Re: mapreduce ItemSimilarity input optimization

Pat Ferrel Tue, 19 Aug 2014 07:02:52 -0700

That sounds much better.

Do you have metadata like product category? Electronics vs. home appliance? One 
easy thing to do if you have categories in your catalog is filter by the same 
category as the item being viewed.


BTW it sounds like you have an emon
On Aug 19, 2014, at 12:53 AM, Serega Sheypak <serega.shey...@gmail.com> wrote:

Hi, I 've used LLR with properties you've suggested.
Right now I have a trouble.
A trouble:
Water heat device (
http://www.vasko.ru/upload/iblock/58a/58ac7efe640a551f00bec156601e9035.jpg)
is recommedned for iPhone. And it has one of the highest score.
good things:
iPhone cases (
https://www.apple.com/euro/iphone/c/generic/accessories/images/accessories_iphone_5s_case_colors.jpg)
are recommedned for iPhone, It's good
Other smartphones are recommended to iPhone, it's good
Other iPhones are recommedned to iPhone. It's good. 16GB recommended to
32GB, e.t.c.

What could be a reason for recommending "Water heat device " to iPhone?
iPhone is one of the most popular item. There should be a lot of people
viewing iPhone with "Water heat device "?



2014-08-18 20:15 GMT+04:00 Pat Ferrel <pat.fer...@gmail.com>:

> Oh, and as to using different algorithms, this is an “ensemble” method. In
> the paper they are talking about using widely differing algorithms like ALS
> + Cooccurrence + … This technique was used to win the Netflix prize but in
> practice the improvements may be to small to warrant running multiple
> pipelines. In any case it isn’t the first improvement you may want to try.
> For instance your UI will have a drastic effect on how well you recs do,
> and there are other much easier techniques that we can talk about once you
> get the basics working.
> 
> 
> On Aug 18, 2014, at 9:04 AM, Pat Ferrel <pat.fer...@gmail.com> wrote:
> 
> When beginning to use a recommender from Mahout I always suggest you start
> from the defaults. These often give the best results—then tune afterwards
> to improve.
> 
> Your intuition is correct that multiple actions can be used to improve
> results but get the basics working first. The easiest way to use multiple
> actions is to use spark-itemsimilarity so since you are using mapreduce for
> now, just use one action.

* DATA SECTION *
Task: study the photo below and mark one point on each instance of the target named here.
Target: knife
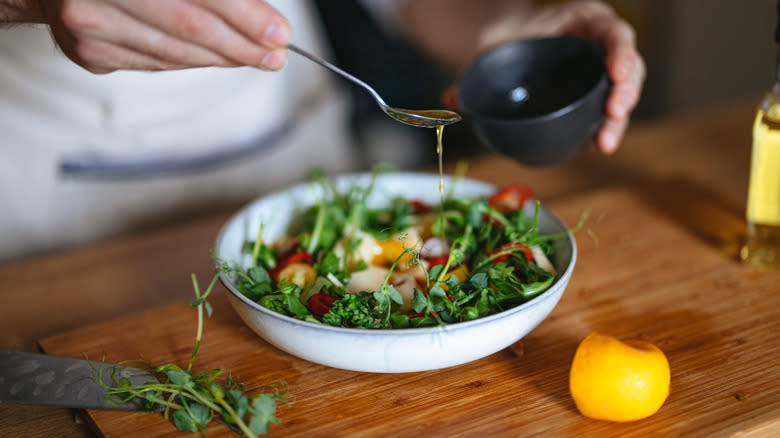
(40, 379)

* EXERCISE OBJECTIVE *
Please reproduce the part of the ItemSimilarity thread that opens with the words containing "Right now I" and closes with "32GB, e.t.c.", changing "iPhone cases" to "iPhone covers". Work from the ItemSimilarity thread alone.

* RESULT *
Right now I have a trouble.
A trouble:
Water heat device (
http://www.vasko.ru/upload/iblock/58a/58ac7efe640a551f00bec156601e9035.jpg)
is recommedned for iPhone. And it has one of the highest score.
good things:
iPhone covers (
https://www.apple.com/euro/iphone/c/generic/accessories/images/accessories_iphone_5s_case_colors.jpg)
are recommedned for iPhone, It's good
Other smartphones are recommended to iPhone, it's good
Other iPhones are recommedned to iPhone. It's good. 16GB recommended to
32GB, e.t.c.